* SOAL UNTUK DIKERJAKAN *
Tuliskan kembali tanpa perubahan seluruh bagian kutipan tentang sikap PDIP di bawah, mulai dari "Oleh karena itu, dengan" sampai ke "di partai tersebut.".

* KUTIPAN UNTUK DIBACA *
▶

Oleh karena itu, dengan ketidakcocokan dari dua partai tersebut, maka ia berharap tidak perlu lagi ada pihak-pihak yang berusaha membuat wacana PDIP berkolasi dengan PKS atau Partai Demokrat.
“Kami berbeda dengan Partai Demokrat. Ini tegas-tegas saja, supaya tidak ada juru nikah yang ingin mempertemukan tersebut. Karena beda karakternya, nature-nya,” ujarnya.
Cocok dengan PAN
Sementara itu, Hasto mengungkapakan, bahwa partainya merasa cocok dengan Partai Amanat Nasional (PAN), terlebih setelah mengetahui Amien Rais sudah tidak lagi di partai tersebut.
“Kami sama Partai Amanat Nasional sangat cocok untuk membangun kerja sama, terlebih setelah saya mendapat bisikan dari temen temen PAN pasca pak Amien Rais tidak tidak ada di PAN, wah itu makin mudah lagi untuk membangun kerja sama politik,” ucapnya.
Tanggapan Pengamat Politik
Sikap yang disampaikan oleh Sekjen PDIP itu, kemudian lantas menuai polemik, hingga pengamat politik dari Universitas Nasional (Unas) Robi Nurhadi pun angkat bicara.

◀

* DATA HASIL EKSTRAKSI *
▶

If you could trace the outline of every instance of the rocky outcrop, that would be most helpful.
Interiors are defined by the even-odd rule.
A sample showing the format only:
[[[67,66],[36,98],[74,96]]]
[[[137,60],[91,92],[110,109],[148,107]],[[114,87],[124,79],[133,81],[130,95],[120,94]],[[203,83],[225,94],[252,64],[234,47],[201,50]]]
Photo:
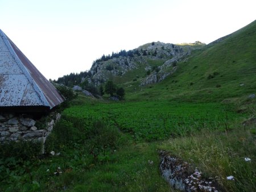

◀

* PENYELESAIAN TUGAS *
Oleh karena itu, dengan ketidakcocokan dari dua partai tersebut, maka ia berharap tidak perlu lagi ada pihak-pihak yang berusaha membuat wacana PDIP berkolasi dengan PKS atau Partai Demokrat.
“Kami berbeda dengan Partai Demokrat. Ini tegas-tegas saja, supaya tidak ada juru nikah yang ingin mempertemukan tersebut. Karena beda karakternya, nature-nya,” ujarnya.
Cocok dengan PAN
Sementara itu, Hasto mengungkapakan, bahwa partainya merasa cocok dengan Partai Amanat Nasional (PAN), terlebih setelah mengetahui Amien Rais sudah tidak lagi di partai tersebut.